■ **Supplied text**:

Delta

Synopsis: A man comes home to meet his mother and sister after many years away. He finds his mother living with a new boyfriend, and his sister to be grown-up. He begins to settle down in this new place by building a new home for himself on the delta. But when his sister moves in with him and the two begin a romance, there are tragic consequences.
Genre: Drama
Director(s): Kornél Mundruczó
Production: Facets Multimedia
  6 wins & 7 nominations.
 
IMDB:
6.5
Metacritic:
61
Rotten Tomatoes:
69%
Year:
2008
92 min
144 Views


Who are you looking for?

My mother.

Here... the good stuff.

Hello.

Come in.

This is your sister.

Hug each other.

Go pour some drink for the men!

There's no room for you

to stay here. It's not possible.

No problem... no problem at all.

Is my father's hut still standing?

It is.

How long are you planning to stay?

For good.

Give me a shot.

I don't have any money.

I don't have any money.

This needs to be filled up.

With what?

Brandy.

You're cold out there, aren't you?

What kind of brandy? Does it matter?

No.

Give me a shot.

I'll pay for everything tomorrow...

Give me a shot.

I'll give you a fish... this big!

■ **Short task**: Quote the film page from "Synopsis: A man" through "are tragic consequences.", copying that stretch word for word.

■ **Information supplied**:
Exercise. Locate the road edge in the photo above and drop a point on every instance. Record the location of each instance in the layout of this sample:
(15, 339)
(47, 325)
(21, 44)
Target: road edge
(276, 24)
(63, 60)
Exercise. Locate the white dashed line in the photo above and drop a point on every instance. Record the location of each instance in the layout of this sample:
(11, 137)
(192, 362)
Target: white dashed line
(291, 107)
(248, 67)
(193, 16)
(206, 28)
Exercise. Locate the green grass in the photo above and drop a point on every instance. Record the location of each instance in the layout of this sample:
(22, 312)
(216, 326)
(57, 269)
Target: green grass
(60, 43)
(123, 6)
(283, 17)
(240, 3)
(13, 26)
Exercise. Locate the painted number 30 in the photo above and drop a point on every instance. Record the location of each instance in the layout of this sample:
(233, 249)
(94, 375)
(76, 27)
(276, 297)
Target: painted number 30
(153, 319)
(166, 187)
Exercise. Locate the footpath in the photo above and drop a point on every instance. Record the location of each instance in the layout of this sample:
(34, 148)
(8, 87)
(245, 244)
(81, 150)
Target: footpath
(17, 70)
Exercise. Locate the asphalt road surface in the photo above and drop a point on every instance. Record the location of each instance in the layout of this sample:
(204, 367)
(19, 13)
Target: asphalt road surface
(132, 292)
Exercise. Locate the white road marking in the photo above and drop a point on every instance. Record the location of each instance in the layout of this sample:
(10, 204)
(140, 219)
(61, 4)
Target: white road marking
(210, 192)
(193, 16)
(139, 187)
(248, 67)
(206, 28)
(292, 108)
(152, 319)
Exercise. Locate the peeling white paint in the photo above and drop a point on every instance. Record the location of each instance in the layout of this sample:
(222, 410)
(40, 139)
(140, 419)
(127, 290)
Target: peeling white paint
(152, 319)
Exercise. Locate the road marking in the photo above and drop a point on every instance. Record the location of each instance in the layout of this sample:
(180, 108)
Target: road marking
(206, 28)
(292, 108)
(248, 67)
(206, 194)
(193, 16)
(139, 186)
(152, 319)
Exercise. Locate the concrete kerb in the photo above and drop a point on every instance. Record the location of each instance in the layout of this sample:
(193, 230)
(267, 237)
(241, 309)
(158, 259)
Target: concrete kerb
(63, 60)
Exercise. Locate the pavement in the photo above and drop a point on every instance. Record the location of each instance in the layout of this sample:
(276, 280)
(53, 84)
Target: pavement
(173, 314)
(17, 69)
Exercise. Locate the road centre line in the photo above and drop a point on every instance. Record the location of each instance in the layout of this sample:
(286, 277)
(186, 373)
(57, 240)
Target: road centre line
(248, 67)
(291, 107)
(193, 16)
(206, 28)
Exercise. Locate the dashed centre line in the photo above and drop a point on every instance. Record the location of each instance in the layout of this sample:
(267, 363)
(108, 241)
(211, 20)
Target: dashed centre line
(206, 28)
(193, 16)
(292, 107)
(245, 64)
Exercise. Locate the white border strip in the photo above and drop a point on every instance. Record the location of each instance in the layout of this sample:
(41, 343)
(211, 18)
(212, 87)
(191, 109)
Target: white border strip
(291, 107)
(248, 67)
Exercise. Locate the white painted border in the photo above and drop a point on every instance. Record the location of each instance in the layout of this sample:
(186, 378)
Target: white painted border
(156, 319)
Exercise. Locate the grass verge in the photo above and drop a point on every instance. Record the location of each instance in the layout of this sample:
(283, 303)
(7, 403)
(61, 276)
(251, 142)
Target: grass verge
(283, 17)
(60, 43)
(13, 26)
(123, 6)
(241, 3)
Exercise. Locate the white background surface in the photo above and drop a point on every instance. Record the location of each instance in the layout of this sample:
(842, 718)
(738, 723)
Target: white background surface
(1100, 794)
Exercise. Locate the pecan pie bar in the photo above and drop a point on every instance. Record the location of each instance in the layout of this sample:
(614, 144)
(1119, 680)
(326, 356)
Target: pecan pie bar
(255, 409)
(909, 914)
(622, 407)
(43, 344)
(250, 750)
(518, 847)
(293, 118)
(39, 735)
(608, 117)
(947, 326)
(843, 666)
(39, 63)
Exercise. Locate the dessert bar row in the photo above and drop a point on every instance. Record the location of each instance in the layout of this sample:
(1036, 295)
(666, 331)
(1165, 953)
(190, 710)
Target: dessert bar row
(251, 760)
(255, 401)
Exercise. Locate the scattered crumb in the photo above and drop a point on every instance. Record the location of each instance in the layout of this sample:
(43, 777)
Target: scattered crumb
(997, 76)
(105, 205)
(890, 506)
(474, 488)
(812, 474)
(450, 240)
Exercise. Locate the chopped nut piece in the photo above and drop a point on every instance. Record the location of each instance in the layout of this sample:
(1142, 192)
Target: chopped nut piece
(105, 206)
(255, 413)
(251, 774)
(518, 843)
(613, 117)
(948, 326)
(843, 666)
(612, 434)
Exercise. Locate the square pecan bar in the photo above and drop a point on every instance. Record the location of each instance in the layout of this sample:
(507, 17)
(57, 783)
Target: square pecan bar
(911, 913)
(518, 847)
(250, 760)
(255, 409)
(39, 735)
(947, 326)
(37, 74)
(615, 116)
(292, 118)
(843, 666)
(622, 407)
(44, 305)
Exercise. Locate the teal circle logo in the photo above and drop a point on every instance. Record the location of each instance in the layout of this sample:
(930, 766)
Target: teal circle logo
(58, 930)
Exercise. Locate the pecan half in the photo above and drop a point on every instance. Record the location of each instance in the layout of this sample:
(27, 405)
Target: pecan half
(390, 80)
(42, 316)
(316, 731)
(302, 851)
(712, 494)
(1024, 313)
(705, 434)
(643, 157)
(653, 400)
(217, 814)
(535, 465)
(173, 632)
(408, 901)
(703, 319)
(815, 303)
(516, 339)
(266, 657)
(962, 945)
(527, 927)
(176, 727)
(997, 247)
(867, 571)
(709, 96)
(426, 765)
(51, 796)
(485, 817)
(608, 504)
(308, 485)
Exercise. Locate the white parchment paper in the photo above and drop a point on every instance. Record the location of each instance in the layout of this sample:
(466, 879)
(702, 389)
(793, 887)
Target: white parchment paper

■ **Result of the task**:
Synopsis: A man comes home to meet his mother and sister after many years away. He finds his mother living with a new boyfriend, and his sister to be grown-up. He begins to settle down in this new place by building a new home for himself on the delta. But when his sister moves in with him and the two begin a romance, there are tragic consequences.